## WHAT THIS EXERCISE ASKS
a) According to the sickle cell anaemia text, how many infants are born with the disease each year?
b) Carry on the sickle cell anaemia text, starting after its last sentence.

## DOCUMENT EXCERPT
++++++++++

Sickle cell anaemia is a common and chronic genetic disease with substantial mortality rate and morbidity. It is caused by the mutation in β-globin alleles. This can happen in either or in combination of homozygous and heterozygous. Foetal haemoglobin is passed down by hereditary persistence which caused the genetic mutation in the gene cluster of β-globin (Dever et al. 2016). Sick cell decreases the deformability of red blood cells and forms shape of a sickle which triggers an extremely painful vaso-occlusive crisis leads to severe pain which in turn leads to multiple organ damage. Sickle cell anaemia have affected around 90,000 individual at United States of America and annually 275,000 infants or more born with sickle cell anaemia (Ribeil et al. 2017). This prompts numerous investigation regarding the treatment for sickle cell anaemia in both academic, government and private sector. Unfortunately, there is no cure for sickle cell anaemia at present. Only short term treatment that are available for the sickle cell anaemia are stem cell or bone marrow transplantation. This is an expensive process and only available to the few patients with suitable and compatible donor. However, less than 18 per cent patients amongst the affected are beneficial to this treatment (Ribeil et al. 2017).

++++++++++

## DATA EXCERPTS
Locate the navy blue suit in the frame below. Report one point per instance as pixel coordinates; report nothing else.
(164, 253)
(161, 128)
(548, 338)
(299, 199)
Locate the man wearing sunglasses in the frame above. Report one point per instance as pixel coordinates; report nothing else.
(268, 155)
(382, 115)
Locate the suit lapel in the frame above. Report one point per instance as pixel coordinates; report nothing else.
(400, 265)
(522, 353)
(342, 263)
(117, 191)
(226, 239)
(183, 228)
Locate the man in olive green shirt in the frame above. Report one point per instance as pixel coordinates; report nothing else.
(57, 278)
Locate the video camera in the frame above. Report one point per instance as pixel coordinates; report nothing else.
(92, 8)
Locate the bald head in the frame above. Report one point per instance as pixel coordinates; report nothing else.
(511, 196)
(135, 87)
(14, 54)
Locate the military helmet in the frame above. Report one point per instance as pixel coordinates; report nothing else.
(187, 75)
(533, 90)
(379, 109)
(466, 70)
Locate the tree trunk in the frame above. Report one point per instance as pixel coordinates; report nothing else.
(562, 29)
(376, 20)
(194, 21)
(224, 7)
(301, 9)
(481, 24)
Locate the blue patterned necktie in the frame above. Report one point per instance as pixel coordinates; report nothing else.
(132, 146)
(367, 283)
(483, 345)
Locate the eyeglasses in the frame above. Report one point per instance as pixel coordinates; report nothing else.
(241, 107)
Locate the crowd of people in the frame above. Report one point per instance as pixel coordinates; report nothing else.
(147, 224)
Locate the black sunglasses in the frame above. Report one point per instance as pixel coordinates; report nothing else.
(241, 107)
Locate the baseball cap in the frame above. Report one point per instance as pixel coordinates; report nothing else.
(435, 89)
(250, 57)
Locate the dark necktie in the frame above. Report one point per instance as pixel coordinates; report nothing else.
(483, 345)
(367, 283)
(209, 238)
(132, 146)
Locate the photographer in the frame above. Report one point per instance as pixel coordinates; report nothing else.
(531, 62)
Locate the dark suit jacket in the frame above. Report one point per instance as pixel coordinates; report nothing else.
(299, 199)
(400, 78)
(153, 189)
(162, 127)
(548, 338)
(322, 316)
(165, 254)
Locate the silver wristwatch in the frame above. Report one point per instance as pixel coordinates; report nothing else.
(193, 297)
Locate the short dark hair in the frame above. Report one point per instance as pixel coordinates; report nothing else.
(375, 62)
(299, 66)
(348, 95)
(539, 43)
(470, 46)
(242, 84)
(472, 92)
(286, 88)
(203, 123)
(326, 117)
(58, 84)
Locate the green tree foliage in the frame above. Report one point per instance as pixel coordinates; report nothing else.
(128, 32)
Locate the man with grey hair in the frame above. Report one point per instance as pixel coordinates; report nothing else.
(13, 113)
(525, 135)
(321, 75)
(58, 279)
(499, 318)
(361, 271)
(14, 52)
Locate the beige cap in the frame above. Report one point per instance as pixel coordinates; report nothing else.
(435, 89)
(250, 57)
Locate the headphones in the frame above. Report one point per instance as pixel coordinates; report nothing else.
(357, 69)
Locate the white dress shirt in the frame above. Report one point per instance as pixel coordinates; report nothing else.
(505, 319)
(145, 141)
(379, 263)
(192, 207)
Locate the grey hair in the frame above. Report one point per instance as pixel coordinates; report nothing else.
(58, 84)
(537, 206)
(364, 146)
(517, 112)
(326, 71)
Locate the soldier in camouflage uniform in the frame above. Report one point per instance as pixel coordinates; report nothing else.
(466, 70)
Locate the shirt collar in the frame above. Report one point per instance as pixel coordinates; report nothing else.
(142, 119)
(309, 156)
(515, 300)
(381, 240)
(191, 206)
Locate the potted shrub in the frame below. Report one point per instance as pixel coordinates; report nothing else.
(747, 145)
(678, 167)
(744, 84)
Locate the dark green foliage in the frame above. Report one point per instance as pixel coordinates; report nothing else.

++++++++++

## TASK RESULTS
a) 275,000 or more

b)
With the development of whole human genome sequencing, bioinformatics and technological advancement of new and affordable genome sequencing method, genome editing have emerged as an alternative method to find cure for sickle cell anaemia. Recently, researchers are still unable to find the molecular mechanisms which affects or influences a phenotypes. Genome editing can tackle this problem. Genome editing is a way to supress or shut down a function of a specific gene by editing a specific DNA sequence. It is concerns the editing of programming of highly specific nucleases which incites the site specific changes in the cellular organism’s DNA. Genome editing is obtained through site specific DNA binding domain and non- specific cleavage domain of DNA. There are various genome editing process developed now a days. These include Zinc finger nucleases (ZFNs), transcription activator like effector nucleases (TALENs) and clustered regularly interspaced short palindromic repeats (CRISPR)/CRISPR-associated (Cas) protein 9 system (Gaj, Gersbach and Barbas III 2013).

Gene Therapy

At present, CRISPR/Cas9 have been emerged as an alternative methods to the Zinc finger nucleases (ZFNs) and transcription activator like effector nucleases (TALENs). CRISPR/Cas 9 depends on the function of crRNA and tracrRNA for the invasion and site specific silencing of foreign DNA. At present, three types of CRISPR/Cas9 genome editing system is available (Gaj, Gersbach and Barbas III 2013).

Therefore, in this review article gene therapy and CRISPR/Cas9 genome editing system will be discussed thoroughly as alternative treatments for sickle cell anaemia. To achieve that different application methods, theories and techniques will be reviewed from the published peer reviewed articles.

In this section, thorough description and analysis of gene therapy method and CRISPR/Cas9 genome editing techniques for sickle cell anaemia will be discussed.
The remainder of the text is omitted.